YOUR INSTRUCTIONS
Repeat all of the material exactly as given.

═══ DATA FOR THIS TASK

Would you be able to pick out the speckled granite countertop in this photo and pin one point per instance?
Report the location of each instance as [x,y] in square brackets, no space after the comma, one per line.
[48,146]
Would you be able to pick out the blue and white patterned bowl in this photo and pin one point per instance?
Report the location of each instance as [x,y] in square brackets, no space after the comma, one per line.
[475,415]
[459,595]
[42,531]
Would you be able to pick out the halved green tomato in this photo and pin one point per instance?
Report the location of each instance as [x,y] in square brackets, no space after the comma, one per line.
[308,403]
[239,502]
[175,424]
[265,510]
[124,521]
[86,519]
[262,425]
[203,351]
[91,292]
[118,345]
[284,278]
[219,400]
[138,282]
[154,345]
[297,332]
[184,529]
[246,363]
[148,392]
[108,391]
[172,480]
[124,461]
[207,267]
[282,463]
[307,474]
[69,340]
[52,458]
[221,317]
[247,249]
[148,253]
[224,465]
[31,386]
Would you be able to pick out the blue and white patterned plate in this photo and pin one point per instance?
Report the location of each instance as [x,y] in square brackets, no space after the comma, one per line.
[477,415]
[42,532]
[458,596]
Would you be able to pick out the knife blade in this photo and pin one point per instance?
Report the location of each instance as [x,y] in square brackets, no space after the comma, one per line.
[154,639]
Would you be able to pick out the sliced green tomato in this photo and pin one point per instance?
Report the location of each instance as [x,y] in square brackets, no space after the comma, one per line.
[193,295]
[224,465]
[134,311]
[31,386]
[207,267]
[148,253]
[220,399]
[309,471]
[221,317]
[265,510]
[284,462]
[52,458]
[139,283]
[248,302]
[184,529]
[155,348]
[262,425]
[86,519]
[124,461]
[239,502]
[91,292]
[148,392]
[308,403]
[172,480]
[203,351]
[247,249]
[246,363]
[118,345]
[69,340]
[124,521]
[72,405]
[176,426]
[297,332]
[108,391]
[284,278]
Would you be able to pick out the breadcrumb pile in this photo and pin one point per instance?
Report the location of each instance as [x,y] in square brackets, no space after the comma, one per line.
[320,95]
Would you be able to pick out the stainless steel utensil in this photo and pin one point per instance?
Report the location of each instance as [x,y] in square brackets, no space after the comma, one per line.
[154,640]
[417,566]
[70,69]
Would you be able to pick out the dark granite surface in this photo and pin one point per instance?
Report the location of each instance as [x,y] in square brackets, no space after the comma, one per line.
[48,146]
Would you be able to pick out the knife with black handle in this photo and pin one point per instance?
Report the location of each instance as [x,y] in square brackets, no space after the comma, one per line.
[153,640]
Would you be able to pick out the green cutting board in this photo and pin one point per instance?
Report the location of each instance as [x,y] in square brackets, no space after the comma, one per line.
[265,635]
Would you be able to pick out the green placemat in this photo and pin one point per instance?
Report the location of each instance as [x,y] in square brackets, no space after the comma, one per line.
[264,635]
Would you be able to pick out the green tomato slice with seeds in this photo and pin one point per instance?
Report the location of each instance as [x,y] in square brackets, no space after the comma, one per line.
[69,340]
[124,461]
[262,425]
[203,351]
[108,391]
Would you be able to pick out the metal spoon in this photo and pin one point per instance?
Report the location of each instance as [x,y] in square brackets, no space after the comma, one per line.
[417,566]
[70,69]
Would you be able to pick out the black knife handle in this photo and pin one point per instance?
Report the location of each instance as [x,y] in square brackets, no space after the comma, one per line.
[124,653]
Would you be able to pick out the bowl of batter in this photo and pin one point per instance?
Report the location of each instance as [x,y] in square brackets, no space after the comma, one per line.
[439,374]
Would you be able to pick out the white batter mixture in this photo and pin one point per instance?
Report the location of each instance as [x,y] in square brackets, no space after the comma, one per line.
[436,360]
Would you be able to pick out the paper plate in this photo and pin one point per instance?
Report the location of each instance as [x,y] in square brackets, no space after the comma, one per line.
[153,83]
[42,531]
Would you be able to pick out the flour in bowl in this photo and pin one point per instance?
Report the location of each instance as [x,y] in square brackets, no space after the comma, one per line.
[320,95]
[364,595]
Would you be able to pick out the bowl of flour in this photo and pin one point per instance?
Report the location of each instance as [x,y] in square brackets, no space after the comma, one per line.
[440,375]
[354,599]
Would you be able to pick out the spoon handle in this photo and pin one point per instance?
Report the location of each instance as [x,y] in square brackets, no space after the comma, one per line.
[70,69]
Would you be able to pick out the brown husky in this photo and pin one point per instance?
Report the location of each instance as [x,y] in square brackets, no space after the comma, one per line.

══════

ANSWER TO THIS TASK
Would you be able to pick out the speckled granite countertop in this photo and pin one point per instance?
Report the location of each instance as [x,y] in square brackets, no space after the comma, one per line.
[48,146]
Would you be able to pick out the blue and white patterned bowl in this photo and pin one point per instance?
Report the location of each instance as [x,y] in square brackets, no space after the comma, one per line.
[475,415]
[459,595]
[42,531]
Would you be able to pick out the halved green tomato in this photo and pin one point per instance?
Report the location of each instance as [x,y] in square brackets, no space after the comma, one per line.
[308,403]
[239,502]
[175,424]
[265,510]
[124,521]
[86,519]
[262,425]
[203,351]
[91,292]
[118,345]
[284,278]
[219,400]
[138,282]
[154,345]
[297,332]
[184,529]
[246,363]
[148,392]
[108,391]
[172,480]
[124,461]
[207,267]
[282,463]
[307,474]
[69,340]
[52,458]
[221,317]
[247,249]
[148,253]
[224,465]
[31,386]
Would you be able to pick out the blue and white patterned plate in this photo and pin one point per instance?
Report the location of each instance as [x,y] in square brackets, no space after the comma, one per line.
[477,415]
[42,532]
[458,596]
Would you be able to pick out the knife blade in this photo and pin one point per instance?
Report the location of each instance as [x,y] in square brackets, no space after the comma, one per line.
[154,639]
Would you be able to pick out the sliced green tomato in this photo and pin one point per instance?
Report the location of each instance as [x,y] in square brackets, no space after the comma, one per line.
[193,295]
[224,465]
[134,311]
[31,386]
[207,267]
[148,253]
[220,399]
[309,471]
[221,317]
[265,510]
[284,462]
[52,458]
[139,283]
[248,302]
[184,529]
[155,348]
[262,425]
[86,519]
[124,461]
[239,502]
[91,292]
[148,392]
[308,403]
[172,480]
[203,351]
[247,249]
[246,363]
[118,345]
[69,340]
[124,521]
[72,405]
[176,426]
[297,332]
[108,391]
[284,278]
Would you be able to pick out the breadcrumb pile in this photo and pin one point per instance?
Report the location of each instance as [x,y] in square brackets, no space after the comma, one per line.
[320,95]
Would you be able to pick out the stainless steel utensil in this photo and pin one point per instance?
Report the location of each instance as [x,y] in square brackets, no space after the comma, one per line.
[154,640]
[417,566]
[70,69]
Would you be able to pick out the dark granite surface in this photo and pin one point per instance?
Report the location of each instance as [x,y] in square brackets, no space after the comma, one per line.
[48,146]
Would you be able to pick out the knife with black handle in this photo and pin one point per instance?
Report the location of each instance as [x,y] in square brackets, no space after the comma, one per line.
[153,640]
Would you be able to pick out the green cutting board in this photo and pin one point per instance?
Report the location of each instance as [x,y] in square brackets, no space after the comma, one per line.
[265,635]
Would you be able to pick out the green placemat in this photo and pin one point per instance?
Report the location of each instance as [x,y] in square brackets, no space after the comma, one per line.
[264,635]
Would you be able to pick out the green tomato slice with seeds in this photo and pin one point per instance?
Report the location of each instance as [x,y] in square brackets, no space after the comma, one per line.
[69,340]
[124,461]
[262,425]
[203,351]
[108,391]
Would you be able to pick out the metal spoon in this photo and pin one point per instance?
Report the location of each instance as [x,y] in square brackets, no space after the comma, one per line.
[417,566]
[70,69]
Would you be able to pick out the black knife handle in this photo and pin one point per instance?
Report the location of each instance as [x,y] in square brackets, no space after the comma, one per line.
[124,653]
Would you be able to pick out the bowl of batter in this photo and pin one point per instance?
Report the location of each instance as [x,y] in square brackets, no space after the comma, one per line.
[439,374]
Would you be able to pick out the white batter mixture in this photo and pin one point per instance?
Report the location of each instance as [x,y] in square brackets, no space after the comma, one per line.
[436,360]
Would you be able to pick out the paper plate in this photo and pin one point per instance?
Report the location of each instance as [x,y] in square brackets, no space after the comma, one per line.
[153,83]
[42,531]
Would you be able to pick out the flour in bowl in this photo and pin one point per instance?
Report the location of each instance as [x,y] in square brackets, no space after the comma, one per line.
[320,95]
[364,595]
Would you be able to pick out the bowl of flour in this photo and pin one point per instance?
Report the location of each instance as [x,y] in square brackets, no space after the comma, one per line.
[440,375]
[354,599]
Would you be able to pick out the spoon handle in this photo and pin one point per instance?
Report the location of each instance as [x,y] in square brackets, no space after the comma, one per line.
[70,69]
Would you be able to pick out the brown husky in this photo and pin one point per instance?
Report the location of each instance as [x,y] in square brackets, no space after the comma, one per line.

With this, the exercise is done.